### [Problem statement]
Go to the line in the entries below that holds "Check that each instance of the backpack" and repeat exactly from there through the line that holds "Check that each instance of the shoulder", inclusive.

### [Data supplied]
[Start of Attachment]
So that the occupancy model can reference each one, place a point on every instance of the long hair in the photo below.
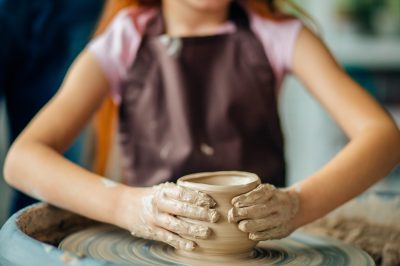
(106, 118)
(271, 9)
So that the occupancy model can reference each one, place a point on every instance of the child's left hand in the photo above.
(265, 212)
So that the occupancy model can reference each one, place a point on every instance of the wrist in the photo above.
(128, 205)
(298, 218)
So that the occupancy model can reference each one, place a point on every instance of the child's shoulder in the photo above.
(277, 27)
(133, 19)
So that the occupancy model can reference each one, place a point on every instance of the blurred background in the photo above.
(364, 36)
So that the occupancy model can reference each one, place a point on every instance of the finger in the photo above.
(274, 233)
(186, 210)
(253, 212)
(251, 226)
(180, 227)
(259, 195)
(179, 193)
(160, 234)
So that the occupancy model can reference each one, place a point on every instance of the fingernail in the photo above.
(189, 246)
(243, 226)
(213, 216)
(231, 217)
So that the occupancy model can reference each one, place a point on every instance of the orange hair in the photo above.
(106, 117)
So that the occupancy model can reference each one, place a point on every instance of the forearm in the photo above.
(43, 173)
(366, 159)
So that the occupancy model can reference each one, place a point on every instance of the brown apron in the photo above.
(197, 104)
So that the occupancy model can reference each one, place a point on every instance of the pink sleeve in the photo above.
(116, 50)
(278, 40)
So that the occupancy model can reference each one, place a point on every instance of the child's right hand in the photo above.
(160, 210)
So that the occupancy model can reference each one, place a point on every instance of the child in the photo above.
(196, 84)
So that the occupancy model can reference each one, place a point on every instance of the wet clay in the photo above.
[End of Attachment]
[Start of Attachment]
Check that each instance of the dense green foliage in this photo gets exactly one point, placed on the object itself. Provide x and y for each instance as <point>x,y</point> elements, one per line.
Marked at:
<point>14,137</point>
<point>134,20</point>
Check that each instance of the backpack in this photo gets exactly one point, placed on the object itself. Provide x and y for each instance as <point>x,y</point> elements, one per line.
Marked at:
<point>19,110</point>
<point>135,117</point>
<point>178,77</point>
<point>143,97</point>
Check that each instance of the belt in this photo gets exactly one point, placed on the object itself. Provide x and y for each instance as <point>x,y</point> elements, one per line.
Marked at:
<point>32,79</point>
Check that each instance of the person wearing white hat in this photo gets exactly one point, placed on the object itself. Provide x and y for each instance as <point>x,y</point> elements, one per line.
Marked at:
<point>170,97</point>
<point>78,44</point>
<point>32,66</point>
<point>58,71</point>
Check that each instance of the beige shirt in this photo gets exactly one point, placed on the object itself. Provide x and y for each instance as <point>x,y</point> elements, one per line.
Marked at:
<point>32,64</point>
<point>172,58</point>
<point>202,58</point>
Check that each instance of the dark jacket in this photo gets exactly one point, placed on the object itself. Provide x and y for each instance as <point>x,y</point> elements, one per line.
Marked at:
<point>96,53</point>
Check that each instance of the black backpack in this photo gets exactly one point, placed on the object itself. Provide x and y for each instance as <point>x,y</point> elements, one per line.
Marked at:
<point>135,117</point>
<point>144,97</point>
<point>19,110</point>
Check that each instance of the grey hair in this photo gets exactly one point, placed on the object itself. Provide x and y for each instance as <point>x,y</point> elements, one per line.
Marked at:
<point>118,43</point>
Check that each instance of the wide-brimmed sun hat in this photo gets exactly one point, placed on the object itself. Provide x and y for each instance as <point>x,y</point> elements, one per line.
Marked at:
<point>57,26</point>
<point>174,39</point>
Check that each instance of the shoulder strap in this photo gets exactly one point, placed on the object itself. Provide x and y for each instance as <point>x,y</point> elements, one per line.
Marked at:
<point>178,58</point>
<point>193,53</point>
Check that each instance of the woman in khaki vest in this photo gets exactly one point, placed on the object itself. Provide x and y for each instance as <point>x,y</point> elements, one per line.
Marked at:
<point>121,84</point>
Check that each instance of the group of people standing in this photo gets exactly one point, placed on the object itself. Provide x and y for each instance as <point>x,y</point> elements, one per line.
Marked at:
[End of Attachment]
[Start of Attachment]
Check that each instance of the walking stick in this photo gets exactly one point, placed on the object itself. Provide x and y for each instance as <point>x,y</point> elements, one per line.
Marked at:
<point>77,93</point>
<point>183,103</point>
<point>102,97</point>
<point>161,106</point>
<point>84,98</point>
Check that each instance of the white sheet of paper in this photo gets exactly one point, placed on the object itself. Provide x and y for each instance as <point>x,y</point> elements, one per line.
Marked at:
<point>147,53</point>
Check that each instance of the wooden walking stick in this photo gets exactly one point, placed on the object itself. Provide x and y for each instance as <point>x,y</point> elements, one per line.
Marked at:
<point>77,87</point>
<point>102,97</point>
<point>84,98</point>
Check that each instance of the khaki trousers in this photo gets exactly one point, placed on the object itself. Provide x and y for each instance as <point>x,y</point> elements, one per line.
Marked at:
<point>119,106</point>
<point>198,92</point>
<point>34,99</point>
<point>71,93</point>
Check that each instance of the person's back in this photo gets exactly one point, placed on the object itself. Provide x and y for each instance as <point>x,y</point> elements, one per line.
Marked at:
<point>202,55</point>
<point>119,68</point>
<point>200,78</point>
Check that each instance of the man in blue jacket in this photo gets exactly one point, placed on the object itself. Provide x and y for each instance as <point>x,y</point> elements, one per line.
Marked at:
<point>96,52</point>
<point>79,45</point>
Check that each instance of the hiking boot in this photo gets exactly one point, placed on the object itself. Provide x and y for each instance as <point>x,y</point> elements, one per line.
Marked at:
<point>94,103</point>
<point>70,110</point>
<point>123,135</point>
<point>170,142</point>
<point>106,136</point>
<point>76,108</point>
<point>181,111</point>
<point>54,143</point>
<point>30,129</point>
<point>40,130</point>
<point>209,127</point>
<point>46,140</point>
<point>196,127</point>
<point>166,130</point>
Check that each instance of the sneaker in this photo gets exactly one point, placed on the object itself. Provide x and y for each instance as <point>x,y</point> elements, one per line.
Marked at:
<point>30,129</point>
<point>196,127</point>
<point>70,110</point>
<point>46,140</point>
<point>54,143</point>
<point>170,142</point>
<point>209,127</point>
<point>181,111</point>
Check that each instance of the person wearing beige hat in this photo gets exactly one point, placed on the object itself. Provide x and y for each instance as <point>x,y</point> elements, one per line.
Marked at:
[End of Attachment]
### [Answer area]
Check that each instance of the backpack in this photo gets exactly one point, placed on the object itself. Provide x and y for each instance as <point>x,y</point> elements, one per line.
Marked at:
<point>19,110</point>
<point>135,117</point>
<point>178,77</point>
<point>143,97</point>
Check that each instance of the belt in this photo gets exactly one point, placed on the object itself. Provide x and y for each instance as <point>x,y</point> elements, one per line.
Marked at:
<point>32,79</point>
Check that each instance of the person wearing white hat in this photo gets exactly one point, placed on the object itself. Provide x and y for each instance as <point>x,y</point> elements, one per line.
Marked at:
<point>170,97</point>
<point>78,44</point>
<point>32,66</point>
<point>58,71</point>
Check that each instance of the beige shirt in this photo gets exactly one point, placed on the object itself. Provide x and y for each instance as <point>x,y</point> elements, one per line.
Marked at:
<point>32,64</point>
<point>172,58</point>
<point>202,58</point>
Check that each instance of the dark jacket in this photo gets exactly one point, placed on the object itself. Provide x and y for each instance as <point>x,y</point> elements, one per line.
Marked at:
<point>96,53</point>
Check that each instance of the black backpack in this photo gets exactly one point, placed on the object itself. Provide x and y for each instance as <point>x,y</point> elements, one per line.
Marked at:
<point>135,117</point>
<point>144,97</point>
<point>19,110</point>
Check that each instance of the grey hair in this photo gets exactly one point, placed on the object itself. Provide x and y for each instance as <point>x,y</point> elements, one per line.
Marked at:
<point>118,43</point>
Check that each instance of the wide-brimmed sun hat in this photo gets exactly one point, placed on the object itself. Provide x and y for each instance as <point>x,y</point> elements, one per line.
Marked at:
<point>57,26</point>
<point>174,39</point>
Check that each instance of the shoulder strap in this photo gets exactly one point, placed on the object itself. Provide x and y for each instance as <point>x,y</point> elements, one per line.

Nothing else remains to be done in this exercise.